- What to work on
The line containing "Target: market square" marks where to begin; quote it and every line after it through the end of the data, exactly as written.

- Provided records
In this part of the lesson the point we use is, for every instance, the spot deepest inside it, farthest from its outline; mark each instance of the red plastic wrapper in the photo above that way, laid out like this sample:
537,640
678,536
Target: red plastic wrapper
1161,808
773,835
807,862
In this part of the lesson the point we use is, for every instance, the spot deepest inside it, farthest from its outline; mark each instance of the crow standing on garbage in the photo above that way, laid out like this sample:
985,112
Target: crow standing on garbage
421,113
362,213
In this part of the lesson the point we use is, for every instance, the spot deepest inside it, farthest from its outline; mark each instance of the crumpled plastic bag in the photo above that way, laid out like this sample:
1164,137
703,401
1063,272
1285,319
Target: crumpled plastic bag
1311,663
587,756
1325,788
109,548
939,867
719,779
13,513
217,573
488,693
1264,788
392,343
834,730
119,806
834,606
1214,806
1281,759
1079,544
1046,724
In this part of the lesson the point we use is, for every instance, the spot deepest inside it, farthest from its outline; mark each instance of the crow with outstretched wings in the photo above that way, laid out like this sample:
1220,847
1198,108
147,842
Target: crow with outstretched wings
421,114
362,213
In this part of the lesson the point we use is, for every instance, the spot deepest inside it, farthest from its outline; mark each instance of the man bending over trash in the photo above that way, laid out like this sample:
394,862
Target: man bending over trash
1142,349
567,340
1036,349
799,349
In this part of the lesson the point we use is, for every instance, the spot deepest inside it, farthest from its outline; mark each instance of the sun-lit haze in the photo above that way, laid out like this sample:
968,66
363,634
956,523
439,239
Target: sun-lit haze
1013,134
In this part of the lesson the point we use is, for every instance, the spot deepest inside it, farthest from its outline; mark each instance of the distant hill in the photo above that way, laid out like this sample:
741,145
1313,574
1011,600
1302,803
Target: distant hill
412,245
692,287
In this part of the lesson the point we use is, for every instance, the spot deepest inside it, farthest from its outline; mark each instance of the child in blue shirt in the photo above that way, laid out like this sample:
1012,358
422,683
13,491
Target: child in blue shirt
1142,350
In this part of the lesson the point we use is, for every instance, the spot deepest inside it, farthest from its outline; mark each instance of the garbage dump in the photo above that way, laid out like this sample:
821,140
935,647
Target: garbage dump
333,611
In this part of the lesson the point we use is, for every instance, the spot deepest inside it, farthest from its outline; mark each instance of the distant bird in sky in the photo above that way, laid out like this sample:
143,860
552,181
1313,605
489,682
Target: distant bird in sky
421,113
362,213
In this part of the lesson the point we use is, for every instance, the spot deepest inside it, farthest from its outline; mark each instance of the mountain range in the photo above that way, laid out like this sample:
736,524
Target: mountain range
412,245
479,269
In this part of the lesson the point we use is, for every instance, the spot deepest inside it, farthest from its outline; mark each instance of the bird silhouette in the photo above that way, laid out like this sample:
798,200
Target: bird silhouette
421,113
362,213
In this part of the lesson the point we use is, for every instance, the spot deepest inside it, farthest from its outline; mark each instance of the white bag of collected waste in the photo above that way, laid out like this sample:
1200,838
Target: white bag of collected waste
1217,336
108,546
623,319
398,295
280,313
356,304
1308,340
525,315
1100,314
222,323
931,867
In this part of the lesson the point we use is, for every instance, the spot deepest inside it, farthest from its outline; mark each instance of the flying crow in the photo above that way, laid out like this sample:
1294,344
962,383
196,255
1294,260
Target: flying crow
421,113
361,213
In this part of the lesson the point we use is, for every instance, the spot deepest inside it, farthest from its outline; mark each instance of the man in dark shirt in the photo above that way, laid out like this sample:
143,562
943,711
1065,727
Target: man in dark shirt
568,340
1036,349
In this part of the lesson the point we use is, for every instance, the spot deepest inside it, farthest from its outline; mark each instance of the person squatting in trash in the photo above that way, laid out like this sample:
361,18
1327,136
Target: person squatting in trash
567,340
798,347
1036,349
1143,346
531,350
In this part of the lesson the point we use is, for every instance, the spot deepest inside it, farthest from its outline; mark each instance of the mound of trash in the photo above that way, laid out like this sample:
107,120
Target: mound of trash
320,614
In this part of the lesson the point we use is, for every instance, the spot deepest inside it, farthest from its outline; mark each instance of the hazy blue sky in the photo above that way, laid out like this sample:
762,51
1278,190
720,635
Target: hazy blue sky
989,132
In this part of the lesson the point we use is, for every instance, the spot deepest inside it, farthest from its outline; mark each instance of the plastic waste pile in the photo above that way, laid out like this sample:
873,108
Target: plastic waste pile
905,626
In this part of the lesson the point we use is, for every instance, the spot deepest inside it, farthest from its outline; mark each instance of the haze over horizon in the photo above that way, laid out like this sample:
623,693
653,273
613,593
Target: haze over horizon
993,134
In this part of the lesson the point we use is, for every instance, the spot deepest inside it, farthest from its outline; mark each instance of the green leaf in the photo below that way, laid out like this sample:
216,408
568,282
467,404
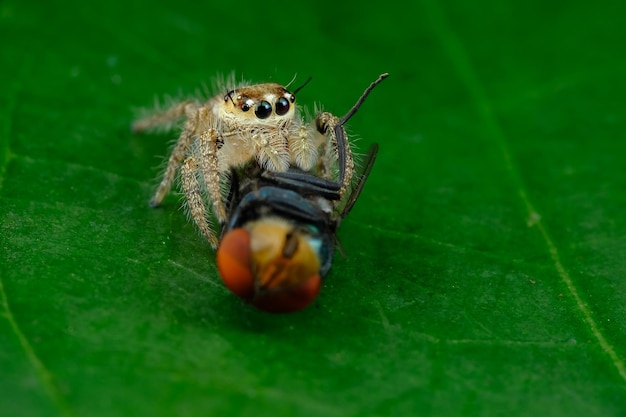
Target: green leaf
485,261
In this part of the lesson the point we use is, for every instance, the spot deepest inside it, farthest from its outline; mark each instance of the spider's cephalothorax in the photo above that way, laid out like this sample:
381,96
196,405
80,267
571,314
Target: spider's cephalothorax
250,123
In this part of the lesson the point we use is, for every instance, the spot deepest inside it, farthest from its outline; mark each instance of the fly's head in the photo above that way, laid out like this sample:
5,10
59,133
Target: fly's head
271,264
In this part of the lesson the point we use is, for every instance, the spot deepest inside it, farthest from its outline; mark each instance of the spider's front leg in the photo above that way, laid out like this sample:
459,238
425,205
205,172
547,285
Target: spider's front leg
193,194
209,165
181,149
338,148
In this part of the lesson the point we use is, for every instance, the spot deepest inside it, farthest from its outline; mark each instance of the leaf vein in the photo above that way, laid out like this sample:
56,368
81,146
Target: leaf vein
40,369
462,63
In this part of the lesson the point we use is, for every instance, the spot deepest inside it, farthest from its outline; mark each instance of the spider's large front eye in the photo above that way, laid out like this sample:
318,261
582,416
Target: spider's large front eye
282,106
263,109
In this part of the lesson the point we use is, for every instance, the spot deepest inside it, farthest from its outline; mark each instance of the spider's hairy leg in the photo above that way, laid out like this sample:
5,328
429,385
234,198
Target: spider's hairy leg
330,126
176,157
166,117
210,169
193,193
303,147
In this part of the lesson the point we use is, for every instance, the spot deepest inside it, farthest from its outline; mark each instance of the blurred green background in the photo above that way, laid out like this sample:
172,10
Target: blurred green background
485,269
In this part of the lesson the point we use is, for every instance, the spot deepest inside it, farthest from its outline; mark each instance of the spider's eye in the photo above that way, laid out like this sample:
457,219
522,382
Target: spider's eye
263,109
282,106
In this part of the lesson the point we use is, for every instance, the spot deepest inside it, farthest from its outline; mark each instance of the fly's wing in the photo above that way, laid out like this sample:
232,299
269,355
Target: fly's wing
361,177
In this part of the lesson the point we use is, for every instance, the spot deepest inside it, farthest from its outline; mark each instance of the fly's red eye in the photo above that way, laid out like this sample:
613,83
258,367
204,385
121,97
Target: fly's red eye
291,299
233,262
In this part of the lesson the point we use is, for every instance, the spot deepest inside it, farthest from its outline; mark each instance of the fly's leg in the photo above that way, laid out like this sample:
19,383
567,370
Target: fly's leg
193,193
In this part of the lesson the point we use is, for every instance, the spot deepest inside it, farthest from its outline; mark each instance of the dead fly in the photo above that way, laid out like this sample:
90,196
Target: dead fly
279,220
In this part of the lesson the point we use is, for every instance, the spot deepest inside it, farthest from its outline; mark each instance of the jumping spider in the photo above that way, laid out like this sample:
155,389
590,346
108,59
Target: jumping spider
259,123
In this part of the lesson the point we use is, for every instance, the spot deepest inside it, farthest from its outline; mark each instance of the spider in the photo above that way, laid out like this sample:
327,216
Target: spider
260,123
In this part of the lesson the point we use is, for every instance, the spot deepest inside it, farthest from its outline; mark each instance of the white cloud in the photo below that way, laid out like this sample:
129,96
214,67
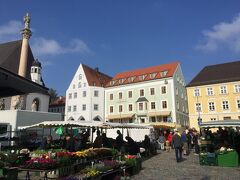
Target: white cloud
10,31
224,34
41,45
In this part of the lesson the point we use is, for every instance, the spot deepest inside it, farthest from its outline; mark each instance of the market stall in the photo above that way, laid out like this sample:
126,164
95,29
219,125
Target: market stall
220,143
96,163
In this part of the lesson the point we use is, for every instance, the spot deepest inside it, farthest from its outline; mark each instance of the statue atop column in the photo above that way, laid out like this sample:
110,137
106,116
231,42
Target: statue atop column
26,20
18,103
26,32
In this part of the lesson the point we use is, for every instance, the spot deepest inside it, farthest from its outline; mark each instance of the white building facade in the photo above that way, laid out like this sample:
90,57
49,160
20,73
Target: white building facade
148,96
85,95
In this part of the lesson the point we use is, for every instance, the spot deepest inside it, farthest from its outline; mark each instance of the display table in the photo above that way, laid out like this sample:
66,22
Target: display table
209,159
228,159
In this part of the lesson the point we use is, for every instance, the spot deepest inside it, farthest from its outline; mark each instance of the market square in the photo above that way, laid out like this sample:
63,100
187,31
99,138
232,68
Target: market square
124,90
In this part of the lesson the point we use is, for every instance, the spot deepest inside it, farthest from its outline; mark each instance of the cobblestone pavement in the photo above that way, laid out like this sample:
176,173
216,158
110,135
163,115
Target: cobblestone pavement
164,166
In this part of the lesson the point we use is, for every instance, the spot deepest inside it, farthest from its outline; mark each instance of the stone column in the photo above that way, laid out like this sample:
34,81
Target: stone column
26,34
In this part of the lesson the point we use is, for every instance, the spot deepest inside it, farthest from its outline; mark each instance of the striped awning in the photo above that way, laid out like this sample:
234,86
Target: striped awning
120,116
159,113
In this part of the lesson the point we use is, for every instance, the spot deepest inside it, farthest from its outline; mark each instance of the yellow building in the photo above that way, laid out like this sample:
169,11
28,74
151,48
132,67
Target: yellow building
214,94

- Response area
Target: market square
124,90
In this part of the lesson the point we use is, for every instance, the spot deepest inside it, farthest from its outline; mark each instance of the cobblestone pavement in the photo above that way, laid out like this sample:
176,173
216,158
110,135
163,115
Target: cobblestone pavement
164,166
In this part of the lesson the point we use is, for every instance, the spot deepest inside it, farthest from its outline; mark each instance of the stone column in the photo above that way, laid out like this sample:
34,81
Target: stone column
26,34
In this part of the lesson the point we use is, for every instance, the spot deepest inside it, farthest from its outline; mark each instance of the striped awning in the photo above that way, laid out like this sample:
234,86
Target: striped awning
120,116
159,113
In this part of the lesson the point we use is, for every instance, the spot deepest inside it, farthest from its outline; mark each instance of the yellow building in the photo above that way, laid out like this sample:
169,11
28,74
151,48
132,67
Target: yellow building
214,94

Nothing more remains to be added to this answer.